◆ **EXCERTO**:
*-*-*
A definição da ortografia a adotar na reedição d’ Os Lusíadas, da obra lírica, elegíaca e satírica, das peças de teatro e das cartas, deverá constituir um dos objetivos primordiais das comemorações do V.º centenário de Camões, a fim de conseguir a maior repercussão em todos os países de língua portuguesa

O V.º centenário do nascimento de Camões é uma efeméride que não se deverá limitar aos ajustes de contas, às interpretações circunspectas de eruditos agarrados ao pescoço dos pelicanos e a outras questões de interesse restrito. O principal objetivo destas comemorações deverá consistir numa aproximação o mais extensa possível d’ Os Lusíadas, da obra lírica, elegíaca e satírica, das peças do teatro e das cartas, patrocinando uma reedição destinada ao público mais diversificado e de todos os países de língua portuguesa.
*-*-*
◆ **Registos de anotação de imagens**:

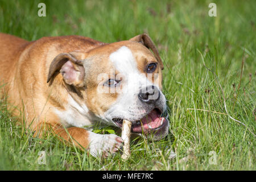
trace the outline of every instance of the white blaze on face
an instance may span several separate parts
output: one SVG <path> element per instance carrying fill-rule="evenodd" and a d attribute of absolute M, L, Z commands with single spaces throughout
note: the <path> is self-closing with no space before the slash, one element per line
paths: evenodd
<path fill-rule="evenodd" d="M 142 86 L 152 85 L 151 81 L 147 78 L 145 74 L 140 73 L 136 60 L 127 47 L 122 46 L 112 53 L 109 59 L 120 73 L 117 77 L 122 78 L 121 83 L 123 86 L 115 104 L 105 113 L 105 117 L 140 119 L 146 111 L 138 105 L 138 94 Z"/>

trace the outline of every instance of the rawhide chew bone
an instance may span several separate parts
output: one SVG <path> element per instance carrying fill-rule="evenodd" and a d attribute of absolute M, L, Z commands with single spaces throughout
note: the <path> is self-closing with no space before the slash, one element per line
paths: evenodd
<path fill-rule="evenodd" d="M 131 136 L 131 122 L 123 119 L 122 128 L 122 138 L 123 140 L 123 151 L 122 159 L 126 160 L 131 155 L 130 150 L 130 138 Z"/>

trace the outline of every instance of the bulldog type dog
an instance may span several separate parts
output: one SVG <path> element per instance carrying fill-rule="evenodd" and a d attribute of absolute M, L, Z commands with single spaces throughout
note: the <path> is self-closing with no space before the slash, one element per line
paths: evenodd
<path fill-rule="evenodd" d="M 96 156 L 117 152 L 123 142 L 91 131 L 96 123 L 122 127 L 126 119 L 132 133 L 155 140 L 168 132 L 163 65 L 146 34 L 109 44 L 80 36 L 27 42 L 0 34 L 0 54 L 2 93 L 38 136 L 48 130 Z"/>

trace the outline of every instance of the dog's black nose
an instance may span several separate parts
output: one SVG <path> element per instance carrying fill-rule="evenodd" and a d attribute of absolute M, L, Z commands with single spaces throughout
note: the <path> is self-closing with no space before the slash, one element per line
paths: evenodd
<path fill-rule="evenodd" d="M 142 88 L 138 97 L 143 102 L 152 102 L 159 98 L 159 90 L 157 87 L 150 85 Z"/>

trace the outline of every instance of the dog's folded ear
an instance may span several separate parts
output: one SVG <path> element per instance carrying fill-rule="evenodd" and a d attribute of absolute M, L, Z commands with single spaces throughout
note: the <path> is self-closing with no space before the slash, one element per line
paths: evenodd
<path fill-rule="evenodd" d="M 56 72 L 60 72 L 67 84 L 84 86 L 84 68 L 82 61 L 76 57 L 76 54 L 72 52 L 62 53 L 55 57 L 49 66 L 47 82 Z"/>
<path fill-rule="evenodd" d="M 158 60 L 159 63 L 160 67 L 162 69 L 163 69 L 164 67 L 163 62 L 162 61 L 161 57 L 160 57 L 158 50 L 156 48 L 156 47 L 154 44 L 153 41 L 152 41 L 151 39 L 147 34 L 143 34 L 138 35 L 130 39 L 129 40 L 138 42 L 138 43 L 143 44 L 148 49 L 151 49 L 151 51 L 153 52 L 154 54 L 155 55 L 155 56 L 156 57 L 156 59 Z"/>

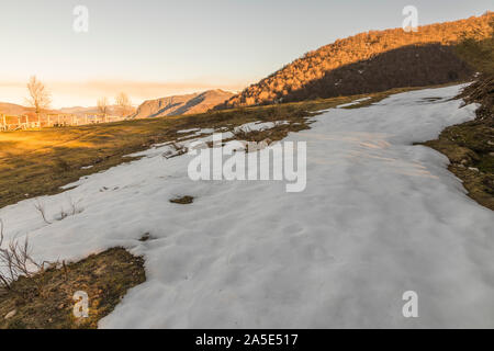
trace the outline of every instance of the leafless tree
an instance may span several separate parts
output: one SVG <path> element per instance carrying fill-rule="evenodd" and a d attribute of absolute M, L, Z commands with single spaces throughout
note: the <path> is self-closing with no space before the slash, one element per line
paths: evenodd
<path fill-rule="evenodd" d="M 30 97 L 26 98 L 26 102 L 34 109 L 34 112 L 40 117 L 40 113 L 49 107 L 49 104 L 52 103 L 52 94 L 45 84 L 36 79 L 36 76 L 30 78 L 30 81 L 27 82 L 27 91 Z"/>
<path fill-rule="evenodd" d="M 3 222 L 0 219 L 0 290 L 12 290 L 12 283 L 19 276 L 32 278 L 44 271 L 47 262 L 37 263 L 31 257 L 31 249 L 27 238 L 23 244 L 18 240 L 10 241 L 3 247 Z M 38 282 L 36 282 L 38 284 Z M 38 285 L 42 288 L 42 285 Z"/>
<path fill-rule="evenodd" d="M 132 113 L 132 103 L 128 95 L 124 92 L 121 92 L 115 98 L 115 105 L 119 107 L 120 115 L 125 117 Z"/>
<path fill-rule="evenodd" d="M 49 222 L 49 220 L 46 218 L 45 205 L 42 204 L 42 203 L 40 202 L 38 199 L 36 199 L 36 203 L 34 204 L 34 207 L 37 210 L 37 212 L 40 212 L 41 216 L 43 217 L 43 220 L 44 220 L 46 224 L 52 224 L 52 222 Z"/>
<path fill-rule="evenodd" d="M 100 100 L 98 100 L 98 111 L 100 111 L 101 114 L 106 115 L 110 110 L 108 98 L 103 97 Z"/>

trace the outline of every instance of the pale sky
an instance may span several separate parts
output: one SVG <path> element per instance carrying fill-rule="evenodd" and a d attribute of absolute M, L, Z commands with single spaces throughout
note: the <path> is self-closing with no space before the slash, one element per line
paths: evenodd
<path fill-rule="evenodd" d="M 36 75 L 53 106 L 211 88 L 242 90 L 304 53 L 369 30 L 480 15 L 492 0 L 1 0 L 0 101 L 23 103 Z M 76 5 L 89 32 L 76 33 Z"/>

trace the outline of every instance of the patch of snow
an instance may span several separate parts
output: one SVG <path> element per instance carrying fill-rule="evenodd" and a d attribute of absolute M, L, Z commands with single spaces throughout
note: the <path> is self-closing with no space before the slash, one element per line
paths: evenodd
<path fill-rule="evenodd" d="M 370 97 L 357 99 L 357 100 L 353 100 L 352 102 L 348 102 L 348 103 L 344 103 L 344 104 L 337 105 L 336 109 L 358 105 L 359 103 L 361 103 L 363 101 L 367 101 L 367 100 L 370 100 L 370 99 L 371 99 Z"/>
<path fill-rule="evenodd" d="M 287 138 L 307 143 L 304 192 L 193 182 L 191 156 L 150 149 L 40 199 L 48 215 L 82 199 L 85 211 L 61 222 L 45 224 L 34 200 L 1 208 L 5 239 L 29 235 L 45 260 L 115 246 L 143 254 L 147 281 L 102 328 L 492 328 L 494 215 L 465 195 L 445 156 L 412 145 L 474 117 L 475 105 L 445 100 L 459 88 L 315 116 Z M 445 99 L 417 109 L 428 97 Z M 169 203 L 177 195 L 194 203 Z M 153 239 L 142 242 L 145 233 Z M 419 318 L 403 317 L 405 291 L 418 294 Z"/>

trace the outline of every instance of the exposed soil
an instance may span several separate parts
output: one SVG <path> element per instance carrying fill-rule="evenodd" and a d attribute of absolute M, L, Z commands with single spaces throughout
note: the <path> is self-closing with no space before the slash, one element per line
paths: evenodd
<path fill-rule="evenodd" d="M 494 211 L 494 75 L 480 77 L 459 98 L 481 104 L 476 118 L 446 128 L 425 145 L 445 154 L 469 196 Z"/>
<path fill-rule="evenodd" d="M 123 248 L 92 254 L 34 278 L 20 278 L 12 291 L 0 294 L 0 329 L 97 328 L 127 290 L 145 280 L 143 258 Z M 72 296 L 78 291 L 89 297 L 87 318 L 76 318 L 72 313 L 77 303 Z"/>

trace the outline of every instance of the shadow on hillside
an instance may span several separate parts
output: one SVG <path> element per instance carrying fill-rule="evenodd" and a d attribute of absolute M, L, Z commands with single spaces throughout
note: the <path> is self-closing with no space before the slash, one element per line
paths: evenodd
<path fill-rule="evenodd" d="M 451 46 L 409 45 L 330 70 L 323 78 L 290 91 L 282 102 L 465 81 L 472 73 Z"/>

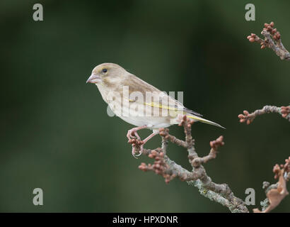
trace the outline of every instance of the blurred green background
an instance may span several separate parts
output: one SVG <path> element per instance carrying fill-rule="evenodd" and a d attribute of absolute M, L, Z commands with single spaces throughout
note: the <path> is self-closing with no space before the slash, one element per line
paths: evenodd
<path fill-rule="evenodd" d="M 33 20 L 41 3 L 44 21 Z M 1 1 L 0 211 L 2 212 L 228 212 L 197 189 L 137 167 L 132 126 L 109 117 L 93 68 L 117 63 L 164 91 L 183 91 L 185 105 L 227 129 L 196 123 L 200 155 L 224 135 L 226 145 L 207 164 L 209 175 L 244 199 L 272 167 L 289 155 L 290 124 L 277 114 L 250 126 L 238 114 L 289 103 L 290 63 L 248 41 L 275 22 L 290 48 L 289 1 L 252 1 L 256 21 L 245 20 L 248 1 Z M 170 132 L 182 138 L 177 126 Z M 149 131 L 141 135 L 146 136 Z M 160 145 L 154 138 L 147 145 Z M 168 155 L 190 169 L 185 150 Z M 44 191 L 44 206 L 33 190 Z M 275 212 L 290 211 L 290 196 Z"/>

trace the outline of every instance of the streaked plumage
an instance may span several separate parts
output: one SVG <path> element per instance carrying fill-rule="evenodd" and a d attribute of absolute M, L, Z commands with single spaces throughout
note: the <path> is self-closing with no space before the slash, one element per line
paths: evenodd
<path fill-rule="evenodd" d="M 112 94 L 120 95 L 120 100 L 115 99 L 113 101 L 114 106 L 110 106 L 110 107 L 120 118 L 137 126 L 128 132 L 128 138 L 132 137 L 132 132 L 138 135 L 137 131 L 145 128 L 153 130 L 153 134 L 156 135 L 160 128 L 167 128 L 173 124 L 179 123 L 180 116 L 185 114 L 195 121 L 201 121 L 224 128 L 218 123 L 202 118 L 201 114 L 185 108 L 178 101 L 129 73 L 117 64 L 103 63 L 96 66 L 87 82 L 95 84 L 103 100 L 109 105 L 112 103 L 110 99 Z M 127 89 L 129 96 L 125 95 L 124 89 Z M 153 100 L 149 99 L 146 101 L 146 92 L 153 94 Z M 130 99 L 135 94 L 142 95 L 144 99 L 138 99 L 138 96 L 137 99 Z M 136 113 L 139 114 L 143 113 L 144 116 L 132 114 L 132 113 L 129 110 L 133 109 L 134 106 L 137 109 Z M 146 116 L 148 113 L 146 110 L 148 111 L 149 109 L 157 110 L 158 113 L 155 112 L 155 114 L 156 115 L 158 114 L 158 116 L 154 116 L 154 112 Z M 145 139 L 144 141 L 146 143 L 147 140 Z"/>

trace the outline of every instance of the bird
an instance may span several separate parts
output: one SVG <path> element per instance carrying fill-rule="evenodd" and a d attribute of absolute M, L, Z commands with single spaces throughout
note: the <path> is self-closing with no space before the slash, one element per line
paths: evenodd
<path fill-rule="evenodd" d="M 179 101 L 127 72 L 115 63 L 102 63 L 95 67 L 86 83 L 97 86 L 103 99 L 116 116 L 135 127 L 127 133 L 128 140 L 137 138 L 137 131 L 148 128 L 152 133 L 141 140 L 141 150 L 136 154 L 132 147 L 132 155 L 142 153 L 143 145 L 159 133 L 159 128 L 178 124 L 186 116 L 193 121 L 225 128 L 221 125 L 202 118 L 202 115 L 192 111 Z M 153 101 L 152 101 L 153 99 Z"/>

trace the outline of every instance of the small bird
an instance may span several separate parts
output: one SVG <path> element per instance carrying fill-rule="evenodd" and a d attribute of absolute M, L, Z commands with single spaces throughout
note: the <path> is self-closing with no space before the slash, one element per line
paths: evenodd
<path fill-rule="evenodd" d="M 202 115 L 185 108 L 181 102 L 117 64 L 103 63 L 96 66 L 86 83 L 95 84 L 98 87 L 103 99 L 114 114 L 137 126 L 128 131 L 127 137 L 129 140 L 135 136 L 141 140 L 137 133 L 140 129 L 153 131 L 142 141 L 138 156 L 142 153 L 144 144 L 158 134 L 160 128 L 178 124 L 184 115 L 194 121 L 225 128 L 216 123 L 202 118 Z M 137 156 L 134 148 L 132 155 Z"/>

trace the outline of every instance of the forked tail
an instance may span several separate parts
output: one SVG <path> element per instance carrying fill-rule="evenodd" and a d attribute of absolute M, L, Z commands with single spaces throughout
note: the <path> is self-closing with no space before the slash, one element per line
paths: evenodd
<path fill-rule="evenodd" d="M 215 123 L 215 122 L 213 122 L 213 121 L 202 118 L 201 118 L 199 116 L 197 116 L 187 115 L 187 117 L 190 118 L 192 118 L 192 119 L 194 119 L 194 120 L 197 121 L 201 121 L 202 123 L 208 123 L 209 125 L 212 125 L 212 126 L 217 126 L 217 127 L 220 127 L 220 128 L 226 129 L 226 128 L 221 126 L 221 125 L 218 124 L 217 123 Z"/>

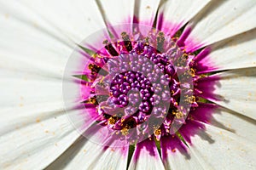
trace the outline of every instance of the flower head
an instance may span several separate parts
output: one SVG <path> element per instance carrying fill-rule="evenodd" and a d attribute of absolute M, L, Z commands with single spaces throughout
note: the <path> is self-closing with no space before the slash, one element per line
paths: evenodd
<path fill-rule="evenodd" d="M 2 168 L 255 166 L 253 0 L 1 3 Z"/>

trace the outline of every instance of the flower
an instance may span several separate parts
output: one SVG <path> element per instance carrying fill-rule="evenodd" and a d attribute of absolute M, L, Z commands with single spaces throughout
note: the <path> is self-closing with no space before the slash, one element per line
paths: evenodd
<path fill-rule="evenodd" d="M 1 168 L 253 169 L 256 162 L 253 114 L 256 21 L 253 17 L 256 13 L 255 3 L 253 0 L 1 2 Z M 137 26 L 140 33 L 150 32 L 145 31 L 145 26 L 155 26 L 155 34 L 150 29 L 153 36 L 148 39 L 148 35 L 134 41 L 133 26 Z M 106 26 L 108 30 L 104 31 Z M 115 46 L 117 42 L 108 42 L 108 37 L 120 40 L 120 48 Z M 85 41 L 82 42 L 84 38 Z M 106 39 L 108 42 L 102 44 Z M 165 46 L 166 42 L 172 46 Z M 140 47 L 148 48 L 131 54 Z M 73 51 L 74 48 L 79 50 Z M 140 94 L 128 95 L 125 88 L 137 86 L 139 90 L 143 89 L 143 93 L 140 93 L 145 99 L 138 106 L 140 114 L 133 119 L 151 122 L 144 119 L 146 116 L 154 114 L 164 117 L 159 123 L 154 122 L 154 128 L 146 128 L 145 133 L 151 136 L 142 135 L 142 140 L 138 137 L 143 133 L 129 136 L 131 128 L 138 125 L 137 121 L 108 114 L 106 109 L 101 110 L 98 105 L 105 105 L 108 109 L 109 103 L 104 103 L 106 100 L 101 100 L 99 95 L 91 97 L 91 90 L 96 88 L 89 86 L 90 81 L 96 85 L 104 83 L 100 78 L 106 77 L 104 71 L 107 71 L 101 64 L 107 63 L 108 69 L 114 70 L 115 62 L 123 61 L 118 60 L 123 59 L 120 52 L 125 52 L 123 58 L 128 56 L 131 62 L 140 60 L 131 60 L 131 54 L 137 58 L 143 55 L 144 60 L 154 54 L 156 58 L 148 57 L 140 64 L 143 66 L 153 62 L 163 69 L 160 71 L 160 83 L 156 85 L 151 83 L 155 75 L 147 80 L 143 74 L 129 71 L 122 73 L 122 71 L 120 76 L 113 76 L 116 86 L 110 84 L 108 91 L 113 96 L 108 97 L 108 101 L 126 108 L 127 99 L 140 101 Z M 170 53 L 174 54 L 172 58 L 168 58 Z M 104 59 L 97 55 L 85 58 L 88 54 L 104 54 L 111 59 L 104 63 Z M 92 59 L 94 62 L 87 63 Z M 161 61 L 158 61 L 160 59 Z M 183 65 L 187 69 L 177 71 Z M 149 69 L 148 74 L 157 71 L 157 67 L 145 69 Z M 189 75 L 193 83 L 183 84 L 182 79 L 174 78 L 175 75 L 183 77 L 185 74 Z M 144 82 L 131 85 L 138 79 Z M 170 96 L 165 94 L 166 89 L 154 97 L 151 95 L 157 92 L 150 94 L 145 90 L 146 85 L 155 90 L 165 83 L 171 85 L 171 92 L 173 90 Z M 191 84 L 194 87 L 188 88 Z M 193 90 L 193 94 L 184 95 L 184 102 L 191 106 L 189 112 L 175 103 L 174 96 L 182 97 L 178 85 L 187 88 L 188 92 Z M 171 109 L 159 109 L 154 105 L 153 107 L 150 103 L 171 98 L 172 102 L 164 102 L 167 106 L 172 104 Z M 125 116 L 134 113 L 133 105 L 130 106 Z M 151 110 L 154 111 L 148 111 Z M 165 110 L 172 111 L 163 114 Z M 92 114 L 100 111 L 107 113 L 105 117 Z M 171 128 L 167 116 L 171 122 L 182 121 L 180 128 L 169 133 L 170 135 L 166 131 Z M 113 129 L 121 119 L 128 125 L 119 126 L 120 138 L 125 139 L 123 141 L 134 142 L 132 139 L 136 138 L 139 142 L 114 147 L 119 144 L 116 142 L 119 138 L 109 136 L 106 132 Z M 163 121 L 168 128 L 156 126 L 163 126 Z M 84 131 L 82 134 L 87 138 L 81 135 L 81 131 Z M 106 136 L 108 140 L 102 141 Z"/>

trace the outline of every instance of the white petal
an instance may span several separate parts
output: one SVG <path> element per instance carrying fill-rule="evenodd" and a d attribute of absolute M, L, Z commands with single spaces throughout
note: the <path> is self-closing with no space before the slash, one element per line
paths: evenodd
<path fill-rule="evenodd" d="M 0 137 L 0 167 L 44 169 L 79 136 L 66 115 L 18 127 Z"/>
<path fill-rule="evenodd" d="M 212 77 L 217 77 L 213 87 L 213 94 L 217 95 L 217 99 L 208 97 L 209 100 L 256 119 L 255 68 L 224 71 L 206 80 L 211 80 Z M 207 94 L 205 95 L 204 93 L 201 95 L 207 98 Z"/>
<path fill-rule="evenodd" d="M 173 36 L 210 0 L 169 0 L 159 10 L 157 28 Z"/>
<path fill-rule="evenodd" d="M 221 128 L 205 126 L 206 132 L 193 136 L 189 145 L 189 151 L 204 169 L 253 169 L 256 166 L 254 143 Z"/>
<path fill-rule="evenodd" d="M 188 150 L 187 146 L 181 144 L 179 139 L 170 138 L 161 141 L 162 156 L 166 155 L 164 160 L 166 169 L 203 169 L 197 158 Z"/>
<path fill-rule="evenodd" d="M 135 1 L 134 14 L 139 24 L 152 26 L 160 4 L 160 0 Z"/>
<path fill-rule="evenodd" d="M 35 2 L 31 2 L 35 3 Z M 1 1 L 0 2 L 0 13 L 3 14 L 0 18 L 1 21 L 1 29 L 2 28 L 9 28 L 12 33 L 16 33 L 16 31 L 20 32 L 21 31 L 28 31 L 29 33 L 25 33 L 20 36 L 31 36 L 31 30 L 26 30 L 27 28 L 33 28 L 41 32 L 41 34 L 49 35 L 55 38 L 56 40 L 61 40 L 65 42 L 67 45 L 72 46 L 72 42 L 68 40 L 67 37 L 61 33 L 55 25 L 48 22 L 45 18 L 42 17 L 37 12 L 33 11 L 32 8 L 29 8 L 27 6 L 24 5 L 21 1 Z M 56 8 L 57 9 L 57 8 Z M 6 22 L 3 24 L 2 22 Z M 15 22 L 15 23 L 14 23 Z M 7 24 L 13 24 L 13 26 L 10 26 Z M 19 25 L 19 26 L 18 26 Z M 24 27 L 25 26 L 25 27 Z M 12 29 L 15 29 L 14 31 Z M 5 32 L 4 32 L 5 33 Z M 34 35 L 34 34 L 32 34 Z"/>
<path fill-rule="evenodd" d="M 211 65 L 207 71 L 256 66 L 256 29 L 210 46 L 211 53 L 199 63 Z"/>
<path fill-rule="evenodd" d="M 0 18 L 0 29 L 2 68 L 61 79 L 69 45 L 11 16 Z"/>
<path fill-rule="evenodd" d="M 165 169 L 154 140 L 147 139 L 137 144 L 128 169 Z"/>
<path fill-rule="evenodd" d="M 127 148 L 108 148 L 82 137 L 47 169 L 125 169 Z"/>
<path fill-rule="evenodd" d="M 44 102 L 61 101 L 61 81 L 40 78 L 19 71 L 2 71 L 2 107 L 22 107 Z"/>
<path fill-rule="evenodd" d="M 237 138 L 242 138 L 252 143 L 256 142 L 254 120 L 224 108 L 215 110 L 212 116 L 213 119 L 210 122 L 212 125 L 228 130 L 237 135 Z"/>
<path fill-rule="evenodd" d="M 256 1 L 215 1 L 192 20 L 185 32 L 192 31 L 185 40 L 187 51 L 212 44 L 253 29 Z"/>
<path fill-rule="evenodd" d="M 9 5 L 13 5 L 12 3 L 9 2 Z M 45 20 L 77 43 L 79 43 L 88 35 L 105 27 L 102 14 L 95 1 L 46 0 L 42 2 L 23 0 L 20 3 L 28 11 L 36 14 L 38 17 Z M 13 10 L 15 11 L 15 9 Z M 15 14 L 20 14 L 20 13 L 17 12 Z M 37 21 L 27 16 L 27 14 L 22 14 L 21 16 L 18 15 L 17 17 L 29 20 L 30 22 Z M 40 26 L 40 23 L 37 22 L 36 24 Z"/>

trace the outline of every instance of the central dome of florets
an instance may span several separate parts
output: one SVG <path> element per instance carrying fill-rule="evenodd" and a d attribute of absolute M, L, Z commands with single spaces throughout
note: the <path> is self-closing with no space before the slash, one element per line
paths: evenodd
<path fill-rule="evenodd" d="M 93 83 L 85 107 L 94 105 L 96 122 L 114 139 L 134 144 L 175 133 L 197 105 L 194 56 L 155 30 L 120 36 L 104 41 L 104 48 L 87 65 Z"/>

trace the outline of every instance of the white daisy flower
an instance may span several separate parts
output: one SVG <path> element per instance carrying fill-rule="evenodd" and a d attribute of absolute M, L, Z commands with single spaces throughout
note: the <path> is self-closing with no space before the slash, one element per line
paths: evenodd
<path fill-rule="evenodd" d="M 256 1 L 0 1 L 1 169 L 253 169 Z"/>

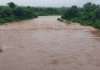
*-*-*
◆ **CONJUNTO DE TAREFAS**:
1 – As afirmações seguintes estão de acordo com o excerto sobre o centenário de Camões? Responda sim ou não a cada uma e cite as palavras exatas do excerto que o decidem.
(a) As comemorações devem ficar pelas interpretações dos eruditos.
(b) A reedição proposta destina-se ao público de todos os países de língua portuguesa.
(c) As comemorações assinalam o V.º centenário da morte de Camões.
2 – Prossiga com o texto sobre o centenário de Camões a partir do ponto em que termina.
Não é preciso recorrer aos registos.

◆ **RESULTADOS**:
1 –
(a) Não: "não se deverá limitar aos ajustes de contas, às interpretações circunspectas de eruditos"
(b) Sim: "destinada ao público mais diversificado e de todos os países de língua portuguesa"
(c) Não: "O V.º centenário do nascimento de Camões"

2 –
É ponto assente que os primeiros biógrafos e os primeiros comentadores de Camões não registaram, com o devido rigor, as datas e os factos indispensáveis para um conhecimento inquestionável do dia e do local do nascimento; das origens familiares e da extensão que tiveram na sua vida; dos estudos que fez e onde os fez; das razões que motivaram o exilio no Ribatejo e a deslocação para África e para o Oriente. E mais ainda: a indicação do dia em que faleceu, as circunstâncias da morte e o sitio onde ficou sepultado.
Assim se construíram inúmeras versões tendenciosas, destinadas a obter exaltações nacionalistas, efeitos políticos e finalidades religiosas. Muitas destes propositados embustes foram desmascarados por Aquilino Ribeiro, na obra Camões Fabuloso e Verdadeiro – cuja última edição tive a honra de prefaciar – e onde, capitulo a capitulo, procurou esvaziar os mitos, os lugares comuns, as ideias convencionais que se consolidaram, ao longo dos séculos.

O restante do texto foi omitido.